Record set:
>>>>>
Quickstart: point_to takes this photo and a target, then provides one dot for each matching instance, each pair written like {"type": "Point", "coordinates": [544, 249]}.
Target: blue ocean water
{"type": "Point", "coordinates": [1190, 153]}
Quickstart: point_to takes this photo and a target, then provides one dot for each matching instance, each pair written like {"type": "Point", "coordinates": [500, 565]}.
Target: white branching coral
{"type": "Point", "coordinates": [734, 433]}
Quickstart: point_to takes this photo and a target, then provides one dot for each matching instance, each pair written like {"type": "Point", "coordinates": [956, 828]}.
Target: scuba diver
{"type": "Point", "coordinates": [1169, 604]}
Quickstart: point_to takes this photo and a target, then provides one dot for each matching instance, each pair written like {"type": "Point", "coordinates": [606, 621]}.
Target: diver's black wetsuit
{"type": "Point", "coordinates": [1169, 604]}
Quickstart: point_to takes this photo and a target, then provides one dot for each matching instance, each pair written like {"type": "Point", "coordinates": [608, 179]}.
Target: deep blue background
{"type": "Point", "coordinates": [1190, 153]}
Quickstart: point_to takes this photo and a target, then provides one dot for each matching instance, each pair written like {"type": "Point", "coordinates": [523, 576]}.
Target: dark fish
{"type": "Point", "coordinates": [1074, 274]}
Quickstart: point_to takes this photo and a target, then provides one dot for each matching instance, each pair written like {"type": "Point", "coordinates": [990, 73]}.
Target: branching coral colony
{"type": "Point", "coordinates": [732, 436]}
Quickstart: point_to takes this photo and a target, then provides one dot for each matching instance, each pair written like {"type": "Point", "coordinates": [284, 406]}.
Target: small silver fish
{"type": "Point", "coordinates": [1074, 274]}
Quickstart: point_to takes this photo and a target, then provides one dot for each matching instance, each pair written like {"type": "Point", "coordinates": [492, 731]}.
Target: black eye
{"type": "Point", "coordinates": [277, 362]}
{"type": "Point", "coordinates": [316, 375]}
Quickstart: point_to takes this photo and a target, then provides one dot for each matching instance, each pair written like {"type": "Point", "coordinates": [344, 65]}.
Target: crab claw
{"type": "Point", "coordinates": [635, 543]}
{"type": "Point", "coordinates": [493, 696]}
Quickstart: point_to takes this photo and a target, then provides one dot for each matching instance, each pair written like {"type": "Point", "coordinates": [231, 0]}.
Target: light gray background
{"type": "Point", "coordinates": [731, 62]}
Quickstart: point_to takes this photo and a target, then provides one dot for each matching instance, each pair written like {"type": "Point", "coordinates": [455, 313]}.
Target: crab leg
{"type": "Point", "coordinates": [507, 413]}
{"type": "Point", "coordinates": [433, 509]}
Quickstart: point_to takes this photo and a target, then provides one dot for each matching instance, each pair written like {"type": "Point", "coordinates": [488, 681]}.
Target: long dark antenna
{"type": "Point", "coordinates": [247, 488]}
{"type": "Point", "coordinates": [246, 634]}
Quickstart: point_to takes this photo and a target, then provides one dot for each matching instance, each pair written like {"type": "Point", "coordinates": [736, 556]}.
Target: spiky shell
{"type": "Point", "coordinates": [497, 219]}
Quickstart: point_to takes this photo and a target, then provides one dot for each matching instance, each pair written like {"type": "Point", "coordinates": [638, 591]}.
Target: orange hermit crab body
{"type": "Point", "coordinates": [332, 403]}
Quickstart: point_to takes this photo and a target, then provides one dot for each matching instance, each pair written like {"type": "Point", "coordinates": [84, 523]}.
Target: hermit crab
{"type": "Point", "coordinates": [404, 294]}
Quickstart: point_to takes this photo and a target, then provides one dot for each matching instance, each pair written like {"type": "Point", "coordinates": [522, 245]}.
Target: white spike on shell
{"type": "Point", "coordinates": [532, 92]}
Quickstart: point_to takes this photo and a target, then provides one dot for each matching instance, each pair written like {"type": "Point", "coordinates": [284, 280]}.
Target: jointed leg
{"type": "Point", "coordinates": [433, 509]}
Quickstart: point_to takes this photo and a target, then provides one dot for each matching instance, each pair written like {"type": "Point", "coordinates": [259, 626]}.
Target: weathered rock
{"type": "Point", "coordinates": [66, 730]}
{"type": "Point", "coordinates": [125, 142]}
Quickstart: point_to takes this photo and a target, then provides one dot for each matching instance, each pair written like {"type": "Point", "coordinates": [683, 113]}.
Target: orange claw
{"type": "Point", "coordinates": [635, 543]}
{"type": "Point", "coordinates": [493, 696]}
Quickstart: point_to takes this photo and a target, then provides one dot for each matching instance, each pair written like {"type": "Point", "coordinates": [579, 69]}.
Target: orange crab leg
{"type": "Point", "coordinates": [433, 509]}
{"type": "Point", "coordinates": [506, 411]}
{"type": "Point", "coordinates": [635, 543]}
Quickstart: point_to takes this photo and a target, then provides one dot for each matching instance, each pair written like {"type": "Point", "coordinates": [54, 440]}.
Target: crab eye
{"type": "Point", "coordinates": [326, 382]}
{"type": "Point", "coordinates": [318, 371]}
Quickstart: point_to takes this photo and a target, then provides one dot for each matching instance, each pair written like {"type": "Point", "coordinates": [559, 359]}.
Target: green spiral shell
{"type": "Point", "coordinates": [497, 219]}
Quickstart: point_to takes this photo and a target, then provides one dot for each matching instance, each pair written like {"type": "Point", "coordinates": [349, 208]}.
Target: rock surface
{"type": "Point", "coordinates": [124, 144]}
<<<<<
What is asked:
Give an exact copy of all the data shown above.

Answer to the exercise:
Quickstart: point_to takes this photo and a target, then provides one dot for each matching instance, each pair written like {"type": "Point", "coordinates": [544, 249]}.
Target: blue ocean water
{"type": "Point", "coordinates": [1190, 153]}
Quickstart: point_to takes this photo and a target, then provides one dot for each matching instance, each pair written like {"type": "Point", "coordinates": [500, 565]}.
Target: white branching coral
{"type": "Point", "coordinates": [734, 433]}
Quickstart: point_to takes this photo and a target, then provides one dot for each matching instance, each pair written like {"type": "Point", "coordinates": [956, 828]}.
Target: scuba diver
{"type": "Point", "coordinates": [1169, 604]}
Quickstart: point_to takes this photo and a target, then provides one dot for each matching instance, each pair written like {"type": "Point", "coordinates": [606, 621]}.
Target: diver's black wetsuit
{"type": "Point", "coordinates": [1169, 604]}
Quickstart: point_to takes this photo and a target, then provides one dot for each matching instance, each pair written like {"type": "Point", "coordinates": [608, 179]}.
Target: deep blue background
{"type": "Point", "coordinates": [1190, 153]}
Quickstart: point_to takes this photo and a target, then provides one dot for each matching instance, each pair written like {"type": "Point", "coordinates": [523, 576]}.
Target: dark fish
{"type": "Point", "coordinates": [1074, 274]}
Quickstart: point_to takes this photo and a target, then provides one dot for each matching instance, each pair written like {"type": "Point", "coordinates": [990, 73]}.
Target: branching coral colony
{"type": "Point", "coordinates": [732, 436]}
Quickstart: point_to takes this photo and a target, then provides one dot for each matching instance, each pair written like {"type": "Point", "coordinates": [284, 406]}.
Target: small silver fish
{"type": "Point", "coordinates": [1074, 274]}
Quickstart: point_to takes this photo and a target, then provides one dot for each matching instance, each pair written like {"type": "Point", "coordinates": [492, 731]}.
Target: black eye
{"type": "Point", "coordinates": [277, 362]}
{"type": "Point", "coordinates": [316, 375]}
Quickstart: point_to takes this photo and a target, then provides one dot for each matching instance, each pair written like {"type": "Point", "coordinates": [344, 65]}.
Target: crab claw
{"type": "Point", "coordinates": [635, 543]}
{"type": "Point", "coordinates": [493, 696]}
Quickstart: point_to takes this photo and a target, then provides one dot for each matching instance, each pair written like {"type": "Point", "coordinates": [231, 0]}.
Target: light gray background
{"type": "Point", "coordinates": [731, 62]}
Quickstart: point_to takes this photo and a target, then provides one dot for each matching instance, each pair written like {"type": "Point", "coordinates": [455, 313]}.
Target: crab leg
{"type": "Point", "coordinates": [507, 413]}
{"type": "Point", "coordinates": [433, 509]}
Quickstart: point_to takes this photo and a target, then provides one dot for each matching instance, each pair written like {"type": "Point", "coordinates": [488, 681]}.
Target: long dark antenna
{"type": "Point", "coordinates": [247, 488]}
{"type": "Point", "coordinates": [246, 634]}
Quickstart: point_to takes this photo and a target, then provides one dot for each matching instance, each pair written like {"type": "Point", "coordinates": [736, 556]}.
Target: spiky shell
{"type": "Point", "coordinates": [497, 219]}
Quickstart: point_to takes this photo and a target, then provides one dot for each matching instance, each pair written like {"type": "Point", "coordinates": [638, 591]}.
Target: orange hermit crab body
{"type": "Point", "coordinates": [332, 403]}
Quickstart: point_to takes this photo and a target, then provides one dot for each matching instance, each pair written like {"type": "Point", "coordinates": [84, 523]}.
Target: hermit crab
{"type": "Point", "coordinates": [404, 294]}
Quickstart: point_to takes this photo and a target, then provides one dot for each matching instance, each pair written like {"type": "Point", "coordinates": [522, 245]}.
Target: white spike on shell
{"type": "Point", "coordinates": [532, 92]}
Quickstart: point_to takes this photo and a target, then provides one dot for each matching instance, each pair written like {"type": "Point", "coordinates": [284, 280]}.
Target: jointed leg
{"type": "Point", "coordinates": [433, 509]}
Quickstart: point_to takes this photo and a target, then provides one dot for each matching instance, each pair written like {"type": "Point", "coordinates": [259, 626]}.
Target: weathered rock
{"type": "Point", "coordinates": [66, 730]}
{"type": "Point", "coordinates": [125, 142]}
Quickstart: point_to takes this photo and a target, then provides one dot for each matching instance, each pair written like {"type": "Point", "coordinates": [683, 113]}.
Target: orange claw
{"type": "Point", "coordinates": [635, 543]}
{"type": "Point", "coordinates": [493, 696]}
Quickstart: point_to takes this photo and a target, then provides one dot for each matching instance, each pair written like {"type": "Point", "coordinates": [579, 69]}.
Target: orange crab leg
{"type": "Point", "coordinates": [433, 509]}
{"type": "Point", "coordinates": [506, 411]}
{"type": "Point", "coordinates": [635, 543]}
Quickstart: point_to takes this photo and a target, then provides one dot for each matching instance, each pair written like {"type": "Point", "coordinates": [54, 440]}.
Target: crab eye
{"type": "Point", "coordinates": [326, 382]}
{"type": "Point", "coordinates": [318, 371]}
Quickstart: point_to takes this photo and a target, then provides one dot for each matching instance, each pair written like {"type": "Point", "coordinates": [559, 359]}.
Target: green spiral shell
{"type": "Point", "coordinates": [497, 219]}
Quickstart: point_to takes this photo and a target, then provides one dot for each matching instance, each pair written like {"type": "Point", "coordinates": [349, 208]}.
Target: rock surface
{"type": "Point", "coordinates": [124, 144]}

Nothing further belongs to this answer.